Please pick out every line of the material below that contains the word "water", and copy each of those lines.

#### Provided data ####

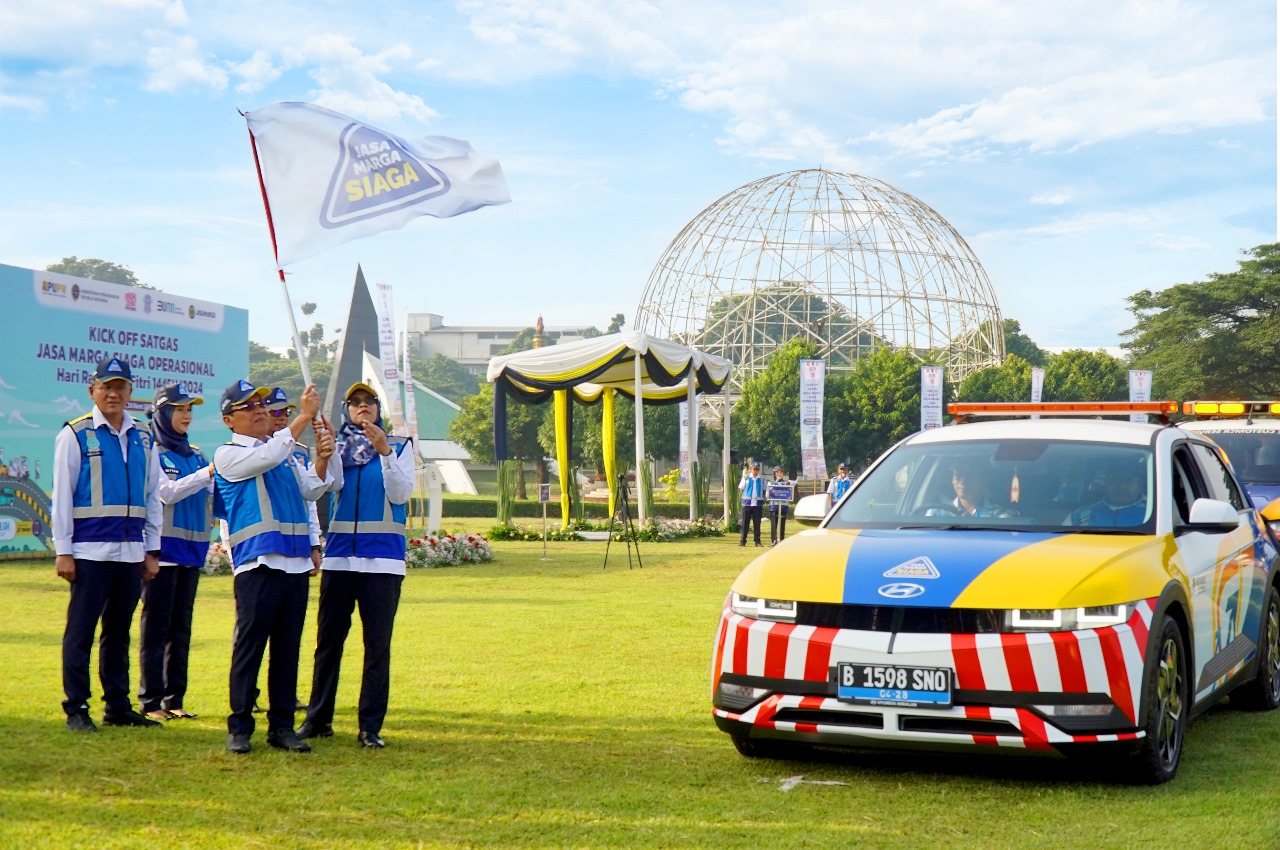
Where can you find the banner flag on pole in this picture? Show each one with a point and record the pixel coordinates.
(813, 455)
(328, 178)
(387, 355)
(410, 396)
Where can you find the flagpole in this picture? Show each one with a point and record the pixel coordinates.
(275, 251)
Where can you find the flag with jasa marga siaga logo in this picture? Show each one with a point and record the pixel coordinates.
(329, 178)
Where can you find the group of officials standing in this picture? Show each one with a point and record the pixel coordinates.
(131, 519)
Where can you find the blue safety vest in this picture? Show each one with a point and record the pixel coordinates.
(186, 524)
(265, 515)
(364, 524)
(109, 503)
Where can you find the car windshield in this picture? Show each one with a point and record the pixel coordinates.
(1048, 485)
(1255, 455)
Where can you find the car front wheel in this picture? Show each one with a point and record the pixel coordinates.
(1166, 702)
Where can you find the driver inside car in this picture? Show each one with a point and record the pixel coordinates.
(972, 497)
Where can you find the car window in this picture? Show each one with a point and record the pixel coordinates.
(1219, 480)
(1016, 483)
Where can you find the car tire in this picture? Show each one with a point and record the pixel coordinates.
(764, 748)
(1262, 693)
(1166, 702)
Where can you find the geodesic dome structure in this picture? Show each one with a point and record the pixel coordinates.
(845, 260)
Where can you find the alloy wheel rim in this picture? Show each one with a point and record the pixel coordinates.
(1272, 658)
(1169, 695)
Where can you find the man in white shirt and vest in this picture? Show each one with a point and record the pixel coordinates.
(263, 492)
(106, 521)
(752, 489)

####
#### Provided data ####

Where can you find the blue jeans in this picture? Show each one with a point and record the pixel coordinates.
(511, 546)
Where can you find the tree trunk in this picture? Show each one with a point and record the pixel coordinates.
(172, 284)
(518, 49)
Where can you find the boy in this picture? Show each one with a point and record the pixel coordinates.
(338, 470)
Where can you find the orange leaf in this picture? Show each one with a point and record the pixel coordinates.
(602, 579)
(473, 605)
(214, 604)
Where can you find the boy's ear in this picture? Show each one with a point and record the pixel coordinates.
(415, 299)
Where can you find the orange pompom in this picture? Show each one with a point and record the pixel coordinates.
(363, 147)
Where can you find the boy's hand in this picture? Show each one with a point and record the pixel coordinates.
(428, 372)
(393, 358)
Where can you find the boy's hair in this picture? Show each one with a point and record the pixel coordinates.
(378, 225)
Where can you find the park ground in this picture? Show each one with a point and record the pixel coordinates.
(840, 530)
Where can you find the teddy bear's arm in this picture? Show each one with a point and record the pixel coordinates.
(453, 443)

####
#### Provided data ####

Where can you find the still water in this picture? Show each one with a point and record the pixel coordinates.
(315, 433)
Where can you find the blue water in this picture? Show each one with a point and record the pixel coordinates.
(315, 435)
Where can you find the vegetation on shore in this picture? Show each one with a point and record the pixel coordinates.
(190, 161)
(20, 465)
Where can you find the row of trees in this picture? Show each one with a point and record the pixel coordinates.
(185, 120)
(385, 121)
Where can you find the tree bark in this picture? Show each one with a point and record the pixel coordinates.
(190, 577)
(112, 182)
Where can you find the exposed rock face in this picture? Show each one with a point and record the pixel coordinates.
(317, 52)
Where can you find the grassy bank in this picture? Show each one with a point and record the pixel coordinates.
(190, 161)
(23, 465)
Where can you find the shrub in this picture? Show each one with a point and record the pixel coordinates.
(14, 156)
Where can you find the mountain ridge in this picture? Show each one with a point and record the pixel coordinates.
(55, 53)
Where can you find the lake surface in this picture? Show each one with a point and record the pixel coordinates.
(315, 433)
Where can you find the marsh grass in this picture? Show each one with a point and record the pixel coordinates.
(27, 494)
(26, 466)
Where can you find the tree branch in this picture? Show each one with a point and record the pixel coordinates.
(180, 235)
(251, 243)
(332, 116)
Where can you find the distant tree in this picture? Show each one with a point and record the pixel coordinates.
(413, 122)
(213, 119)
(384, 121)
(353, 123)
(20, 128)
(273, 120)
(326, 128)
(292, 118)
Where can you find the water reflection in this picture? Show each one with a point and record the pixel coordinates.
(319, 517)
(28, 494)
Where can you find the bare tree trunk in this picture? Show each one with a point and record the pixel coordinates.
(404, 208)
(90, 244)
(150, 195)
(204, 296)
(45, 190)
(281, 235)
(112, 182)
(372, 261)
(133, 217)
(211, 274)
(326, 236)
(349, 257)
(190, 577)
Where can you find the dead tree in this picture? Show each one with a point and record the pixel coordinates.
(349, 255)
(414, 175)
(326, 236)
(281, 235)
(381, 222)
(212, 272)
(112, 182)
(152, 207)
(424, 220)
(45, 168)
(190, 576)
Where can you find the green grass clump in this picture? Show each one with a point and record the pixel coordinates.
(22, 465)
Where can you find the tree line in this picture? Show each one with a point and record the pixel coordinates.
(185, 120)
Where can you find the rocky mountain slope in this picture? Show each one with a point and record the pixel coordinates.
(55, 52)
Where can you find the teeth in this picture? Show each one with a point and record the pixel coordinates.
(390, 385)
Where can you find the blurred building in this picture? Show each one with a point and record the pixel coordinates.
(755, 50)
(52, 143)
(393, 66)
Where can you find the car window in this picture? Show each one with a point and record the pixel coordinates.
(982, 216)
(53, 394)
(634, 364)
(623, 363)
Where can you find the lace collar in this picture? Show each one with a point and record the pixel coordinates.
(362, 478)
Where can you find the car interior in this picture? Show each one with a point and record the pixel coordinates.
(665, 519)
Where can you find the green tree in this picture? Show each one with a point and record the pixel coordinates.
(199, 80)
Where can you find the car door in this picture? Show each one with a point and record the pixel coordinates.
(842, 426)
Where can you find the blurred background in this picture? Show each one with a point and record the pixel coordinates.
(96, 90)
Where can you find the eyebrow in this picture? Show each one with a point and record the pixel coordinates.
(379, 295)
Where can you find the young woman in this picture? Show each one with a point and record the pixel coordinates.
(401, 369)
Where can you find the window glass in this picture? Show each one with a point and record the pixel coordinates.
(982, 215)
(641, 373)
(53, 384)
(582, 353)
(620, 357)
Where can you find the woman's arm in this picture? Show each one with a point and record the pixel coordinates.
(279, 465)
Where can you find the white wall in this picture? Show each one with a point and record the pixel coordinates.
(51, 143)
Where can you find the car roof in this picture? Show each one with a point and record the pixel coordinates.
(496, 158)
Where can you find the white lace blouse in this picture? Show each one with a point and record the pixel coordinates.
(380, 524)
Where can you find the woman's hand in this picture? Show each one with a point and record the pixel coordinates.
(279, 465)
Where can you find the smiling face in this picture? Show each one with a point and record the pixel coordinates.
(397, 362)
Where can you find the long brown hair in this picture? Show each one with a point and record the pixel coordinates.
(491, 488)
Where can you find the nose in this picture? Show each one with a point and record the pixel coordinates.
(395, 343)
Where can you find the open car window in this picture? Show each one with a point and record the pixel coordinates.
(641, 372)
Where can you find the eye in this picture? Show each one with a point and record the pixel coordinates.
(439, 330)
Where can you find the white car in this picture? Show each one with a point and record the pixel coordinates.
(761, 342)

####

◆ **Output of the task**:
Where can you find the still water in this picture? Show each one with a point and record the pixel coordinates.
Where can you find the blue water in this picture? Show each one with a point and record the pixel coordinates.
Where can you find the water reflection in this picture? Show each one with a point and record the pixel coordinates.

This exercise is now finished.